* Start LISTED RECORDS *

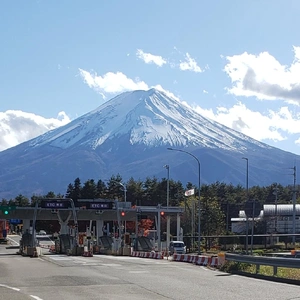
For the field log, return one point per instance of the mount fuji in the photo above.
(129, 135)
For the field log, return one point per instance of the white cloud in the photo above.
(149, 58)
(189, 64)
(17, 126)
(264, 77)
(274, 125)
(111, 82)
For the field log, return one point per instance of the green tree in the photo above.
(89, 190)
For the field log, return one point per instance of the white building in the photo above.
(279, 219)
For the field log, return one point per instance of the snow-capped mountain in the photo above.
(147, 117)
(129, 135)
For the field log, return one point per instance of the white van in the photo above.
(177, 247)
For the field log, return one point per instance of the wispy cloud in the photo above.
(264, 77)
(189, 64)
(17, 126)
(271, 125)
(111, 82)
(149, 58)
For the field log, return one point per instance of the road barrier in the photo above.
(201, 260)
(275, 262)
(156, 255)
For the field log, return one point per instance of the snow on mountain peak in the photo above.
(152, 118)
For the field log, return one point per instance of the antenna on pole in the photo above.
(294, 204)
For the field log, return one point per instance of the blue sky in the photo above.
(237, 62)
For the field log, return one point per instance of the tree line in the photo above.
(219, 201)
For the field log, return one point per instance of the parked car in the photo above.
(177, 247)
(42, 232)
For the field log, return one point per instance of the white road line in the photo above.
(138, 272)
(36, 297)
(10, 287)
(17, 244)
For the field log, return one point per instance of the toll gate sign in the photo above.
(99, 205)
(54, 204)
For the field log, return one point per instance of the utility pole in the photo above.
(168, 197)
(294, 206)
(247, 189)
(276, 207)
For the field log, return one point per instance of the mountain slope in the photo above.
(129, 135)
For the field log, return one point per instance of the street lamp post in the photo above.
(247, 190)
(199, 201)
(168, 197)
(125, 197)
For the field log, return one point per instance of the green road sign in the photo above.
(7, 209)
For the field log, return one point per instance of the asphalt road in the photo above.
(108, 278)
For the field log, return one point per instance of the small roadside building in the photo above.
(277, 218)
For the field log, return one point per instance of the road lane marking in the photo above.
(138, 272)
(36, 297)
(10, 287)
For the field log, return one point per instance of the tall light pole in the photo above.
(168, 197)
(247, 189)
(199, 202)
(124, 188)
(125, 198)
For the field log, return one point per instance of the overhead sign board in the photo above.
(54, 204)
(15, 221)
(252, 208)
(99, 205)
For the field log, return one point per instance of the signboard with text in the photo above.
(54, 204)
(99, 205)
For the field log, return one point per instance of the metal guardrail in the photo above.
(275, 262)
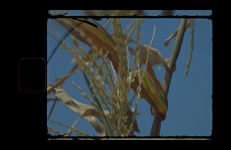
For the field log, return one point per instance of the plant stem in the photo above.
(155, 131)
(98, 103)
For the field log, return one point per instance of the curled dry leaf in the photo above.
(104, 41)
(188, 25)
(87, 111)
(113, 12)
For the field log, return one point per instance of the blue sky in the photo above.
(189, 98)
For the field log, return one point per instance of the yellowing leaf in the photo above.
(188, 25)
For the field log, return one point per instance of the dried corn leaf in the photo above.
(88, 111)
(103, 41)
(113, 12)
(188, 25)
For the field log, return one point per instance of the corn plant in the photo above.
(112, 108)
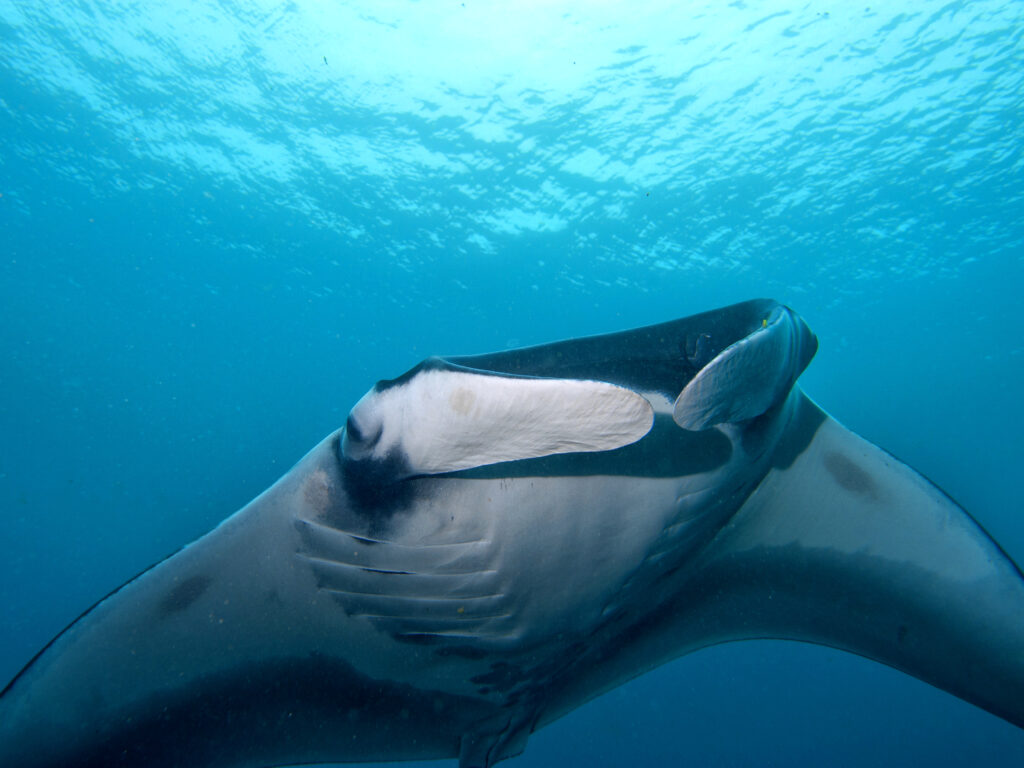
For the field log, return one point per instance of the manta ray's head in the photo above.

* End LISTED RECORDS *

YOUR GOAL: Render every row above as a Markdown table with the columns Number and Line, giving each line its own number. Skip blank lines and leave the pictures out.

SOLUTION FOR THIS PROBLEM:
| Number | Line |
|---|---|
| 1 | For the field log, return one point per instance of the mount fuji in the photo above. |
| 2 | (129, 135) |
| 3 | For the field log, return one point per instance of the white cloud in the photo above. |
| 4 | (149, 58) |
| 5 | (189, 64) |
| 6 | (17, 126) |
| 7 | (264, 77) |
| 8 | (274, 125) |
| 9 | (111, 82) |
| 10 | For the field log, return one point per instance of the green tree in the photo above. |
| 11 | (89, 190) |
| 12 | For the field log, return one point per instance of the white building in the photo above. |
| 13 | (279, 219) |
| 14 | For the field log, return one point per instance of the snow-capped mountain in the photo above. |
| 15 | (147, 117) |
| 16 | (129, 135) |
| 17 | For the field log, return one point per instance of the white van in the photo above. |
| 18 | (177, 247) |
| 19 | For the field log, return one point per instance of the wispy cloud in the photo above. |
| 20 | (264, 77) |
| 21 | (189, 64) |
| 22 | (17, 126) |
| 23 | (271, 125) |
| 24 | (111, 82) |
| 25 | (149, 58) |
| 26 | For the field log, return one point per instance of the road barrier in the photo above. |
| 27 | (201, 260) |
| 28 | (275, 262) |
| 29 | (156, 255) |
| 30 | For the field log, return one point per instance of the snow on mountain peak in the photo above. |
| 31 | (152, 118) |
| 32 | For the field log, return one point per instance of the antenna on pole in the photo above. |
| 33 | (294, 204) |
| 34 | For the field log, return one point per instance of the blue sky in the photo above. |
| 35 | (237, 62) |
| 36 | For the field log, return one point per instance of the tree line in the photo above. |
| 37 | (219, 201) |
| 38 | For the field log, return one point per instance of the parked car in the photo above. |
| 39 | (177, 247) |
| 40 | (42, 232) |
| 41 | For the field log, return one point per instance of the white road line in the photo above. |
| 42 | (138, 272) |
| 43 | (36, 297) |
| 44 | (10, 287) |
| 45 | (17, 244) |
| 46 | For the field log, return one point per instance of the toll gate sign in the photo above. |
| 47 | (99, 205) |
| 48 | (54, 204) |
| 49 | For the field log, return one point per instance of the utility pole in the photo above. |
| 50 | (168, 197) |
| 51 | (294, 206) |
| 52 | (247, 189) |
| 53 | (276, 207) |
| 54 | For the field log, return one point per instance of the mountain slope in the photo above. |
| 55 | (129, 135) |
| 56 | For the field log, return one point per instance of the street lamp post in the photo above. |
| 57 | (247, 190) |
| 58 | (199, 201) |
| 59 | (168, 197) |
| 60 | (125, 197) |
| 61 | For the field log, return one point per instance of the green road sign in the photo above. |
| 62 | (7, 209) |
| 63 | For the field log, return one point per instance of the asphalt road in the photo above. |
| 64 | (108, 278) |
| 65 | For the field log, return one point per instance of the small roadside building in the photo above. |
| 66 | (277, 218) |
| 67 | For the field log, return one point per instance of the road lane marking in the photo above. |
| 68 | (138, 272) |
| 69 | (36, 297) |
| 70 | (10, 287) |
| 71 | For the field log, return one point per instance of the tall light pole in the photo above. |
| 72 | (168, 197) |
| 73 | (247, 189) |
| 74 | (199, 202) |
| 75 | (124, 188) |
| 76 | (125, 198) |
| 77 | For the field log, return one point per instance of the overhead sign board in the photo above. |
| 78 | (54, 204) |
| 79 | (15, 221) |
| 80 | (252, 208) |
| 81 | (99, 205) |
| 82 | For the field log, return one point per instance of the signboard with text in the photo above. |
| 83 | (54, 204) |
| 84 | (99, 205) |
| 85 | For the field log, return one point per instance of the metal guardrail in the photo above. |
| 86 | (275, 262) |
| 87 | For the field log, return one point per instance of the plant stem in the photo above. |
| 88 | (155, 131) |
| 89 | (98, 103) |
| 90 | For the field log, return one point per instance of the curled dry leaf in the photo above. |
| 91 | (104, 41) |
| 92 | (188, 25) |
| 93 | (87, 111) |
| 94 | (113, 12) |
| 95 | For the field log, return one point per instance of the blue sky in the photo above. |
| 96 | (189, 98) |
| 97 | For the field log, return one point per instance of the yellowing leaf in the photo above. |
| 98 | (188, 25) |
| 99 | For the field log, return one point per instance of the dried corn leaf in the photo above. |
| 100 | (88, 111) |
| 101 | (103, 41) |
| 102 | (113, 12) |
| 103 | (188, 25) |
| 104 | For the field log, return one point per instance of the corn plant in the photo above. |
| 105 | (112, 108) |
| 106 | For the field log, return one point per instance of the manta ray's head in the photo above. |